#### [What the task asks]
In the forum thread about crossbow hunting below, translate this sentence into Spanish: "After a lot of effort we were able to get her to the truck and then sit down and pant a while."

#### [Extract provided]
######
# Crossbows and such



## bstarling (Apr 24, 2005)

Fingermullet and I had a good opening day on his home turf. This was the first time I'd seen a crossbow at work. He and I were sitting over a corn pile and a group of four nice does came in. He nailed one just behind the shoulder and she took off. That damn bolt goes so fast I couldn't begin to see it. It was a pass through the deer and stuck way deep into the ground on the other side. It was getting late in the evening and raining. We decided to take off after her through the briars and brambles down the side of a freaking mountain. We chased a blood trail for a while and then it disappeared. We started looking over a bottom at the side of the hill and finally found her. The next thing on the agenda was to haul her out. OMG, that was quite an adventure. After a lot of effort we were able to get her to the truck and then sit down and pant a while. We sounded like a couple of dogs after a big run! Finally we got down the road and Fingermullet said, "I left the arrows where we started". Thankfully, we were able to drive back to the corn pile to get them. I don't think I could have done another hike like the one we had just finished.

All in all, it was a great hunt and a great time. I am impressed with the X-bows for sure. 

Way to go Darin.

Bill:fishing:


----------



## Finger_Mullet (Aug 19, 2005)

*Crossbow*

I really enjoyed the company. When we opened the door to the "deer stand" I could tell Bill was worried about not seeing deer. After an hour I knew he really was in doubt. Then about 15 minutes later the doubt went away. 

I tried to get Bill to shoot it but he had nothing of it. I sure wish he would have shot that deer. I would have been happier with him killing it than myself. I was impressed with the crossbow. I started to doubt that I even hit it. I am used to seeing the arrow dissapear into the deer. Hell I never even see the arrow in flight.

After we found her I was really glad he was with me. I thought I was gonna die before we got her back to the truck. She ran down a pretty steep hill before she decided to give up. I only hit one lung due to the angle. I guess that is why she ran so far. 

Enjoyed it Bill!!!


----------



## bstarling (Apr 24, 2005)

It was my pleasure Darin. Thanks.

Bill:fishing:


----------



## rattler (Jul 3, 2004)
######
#### [Data entries]
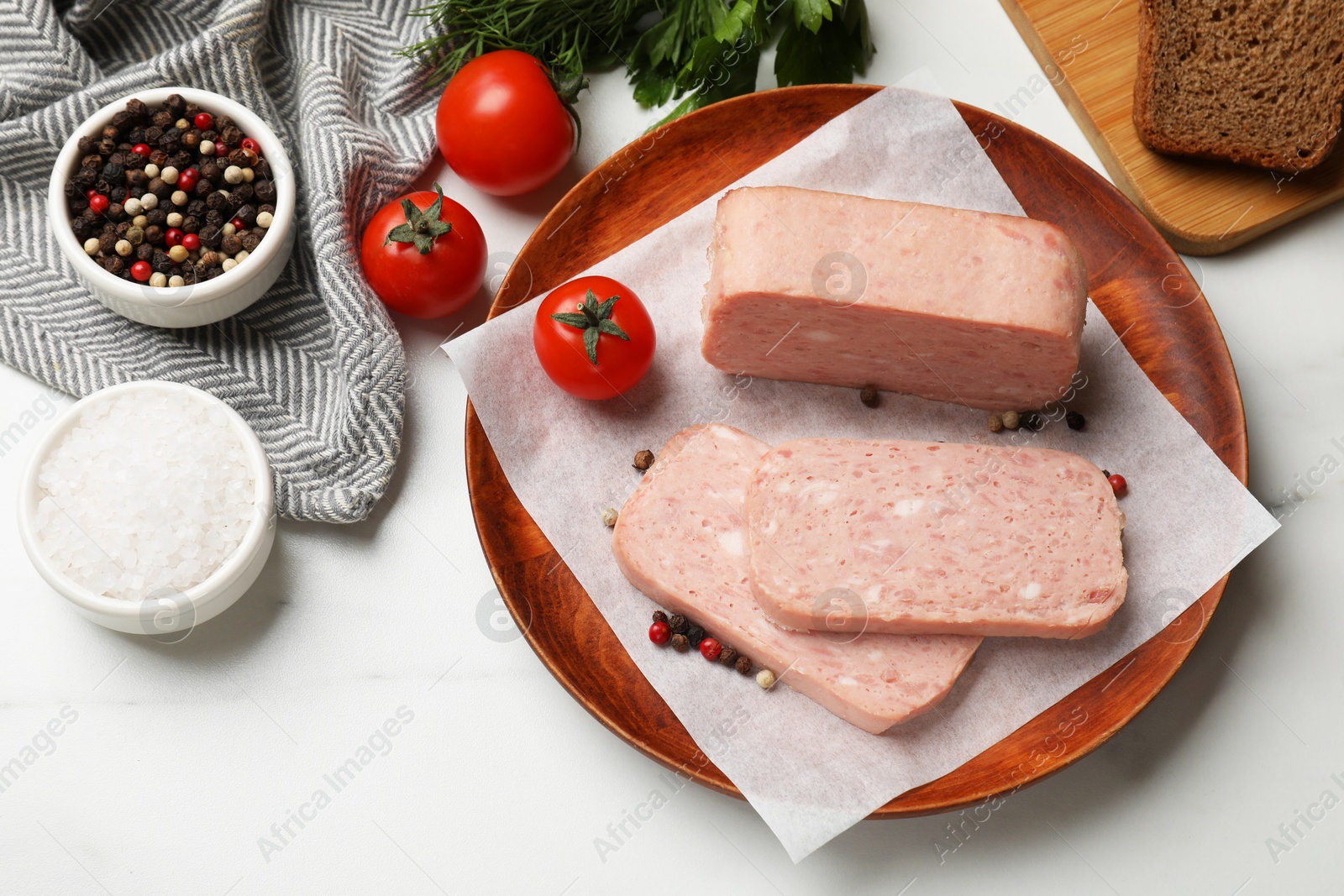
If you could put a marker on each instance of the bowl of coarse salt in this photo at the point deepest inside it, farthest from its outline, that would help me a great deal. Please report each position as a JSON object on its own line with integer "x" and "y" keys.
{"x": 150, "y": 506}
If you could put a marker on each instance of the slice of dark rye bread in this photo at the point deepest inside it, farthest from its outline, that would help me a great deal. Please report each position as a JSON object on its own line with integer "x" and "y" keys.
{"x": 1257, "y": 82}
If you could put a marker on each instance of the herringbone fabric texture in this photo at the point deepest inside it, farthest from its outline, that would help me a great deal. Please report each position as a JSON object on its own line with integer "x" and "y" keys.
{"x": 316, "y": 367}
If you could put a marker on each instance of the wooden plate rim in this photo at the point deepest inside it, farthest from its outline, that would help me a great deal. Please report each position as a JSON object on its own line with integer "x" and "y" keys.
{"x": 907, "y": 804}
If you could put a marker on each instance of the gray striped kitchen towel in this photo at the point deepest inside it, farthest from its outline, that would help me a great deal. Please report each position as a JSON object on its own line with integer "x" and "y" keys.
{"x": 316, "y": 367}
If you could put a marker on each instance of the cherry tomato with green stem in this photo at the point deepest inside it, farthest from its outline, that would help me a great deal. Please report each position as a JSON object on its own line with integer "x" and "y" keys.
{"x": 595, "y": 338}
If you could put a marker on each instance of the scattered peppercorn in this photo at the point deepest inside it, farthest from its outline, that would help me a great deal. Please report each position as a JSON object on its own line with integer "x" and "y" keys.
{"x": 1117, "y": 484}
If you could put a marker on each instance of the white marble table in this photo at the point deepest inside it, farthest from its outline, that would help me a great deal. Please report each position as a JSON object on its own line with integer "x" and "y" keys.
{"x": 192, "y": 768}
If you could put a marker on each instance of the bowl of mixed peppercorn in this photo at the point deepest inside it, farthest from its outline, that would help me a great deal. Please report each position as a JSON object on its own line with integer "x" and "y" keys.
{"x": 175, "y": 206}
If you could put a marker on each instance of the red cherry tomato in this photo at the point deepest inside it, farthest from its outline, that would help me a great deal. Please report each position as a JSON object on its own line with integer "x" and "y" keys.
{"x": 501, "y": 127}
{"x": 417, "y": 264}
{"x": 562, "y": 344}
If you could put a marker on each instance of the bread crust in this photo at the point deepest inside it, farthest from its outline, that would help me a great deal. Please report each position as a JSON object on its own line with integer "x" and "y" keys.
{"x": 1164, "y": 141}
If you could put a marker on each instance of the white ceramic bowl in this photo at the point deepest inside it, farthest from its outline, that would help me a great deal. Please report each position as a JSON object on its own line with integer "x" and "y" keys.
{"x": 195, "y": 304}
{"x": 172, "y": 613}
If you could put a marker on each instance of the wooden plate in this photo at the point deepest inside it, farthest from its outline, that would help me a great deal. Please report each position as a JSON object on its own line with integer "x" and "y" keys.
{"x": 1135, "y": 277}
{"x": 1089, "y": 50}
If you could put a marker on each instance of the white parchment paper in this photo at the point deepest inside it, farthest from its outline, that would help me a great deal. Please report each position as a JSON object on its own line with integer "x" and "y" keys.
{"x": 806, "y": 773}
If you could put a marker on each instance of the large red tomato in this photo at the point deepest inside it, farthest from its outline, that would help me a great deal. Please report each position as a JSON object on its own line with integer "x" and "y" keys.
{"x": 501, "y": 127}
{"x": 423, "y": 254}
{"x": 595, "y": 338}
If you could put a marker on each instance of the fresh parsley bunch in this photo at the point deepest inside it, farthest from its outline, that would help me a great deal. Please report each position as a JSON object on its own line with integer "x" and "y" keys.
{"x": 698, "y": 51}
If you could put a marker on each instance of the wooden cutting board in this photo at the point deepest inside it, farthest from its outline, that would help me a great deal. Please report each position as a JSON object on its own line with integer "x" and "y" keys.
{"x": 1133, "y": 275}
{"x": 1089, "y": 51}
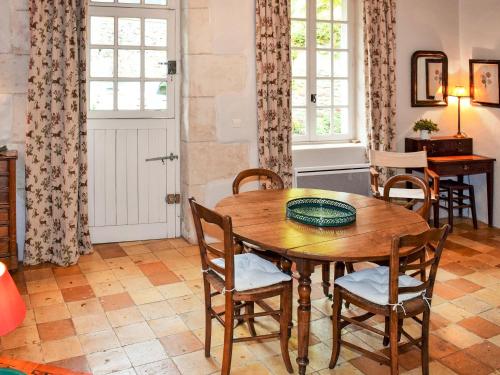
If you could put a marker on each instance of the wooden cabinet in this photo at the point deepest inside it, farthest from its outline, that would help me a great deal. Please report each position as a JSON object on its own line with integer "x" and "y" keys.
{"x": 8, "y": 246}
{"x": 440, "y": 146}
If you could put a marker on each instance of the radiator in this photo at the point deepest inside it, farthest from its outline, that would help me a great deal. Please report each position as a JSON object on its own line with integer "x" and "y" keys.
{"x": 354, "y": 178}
######
#### [The response]
Después de mucho esfuerzo pudimos llevarla hasta la camioneta y luego sentarnos a jadear un rato.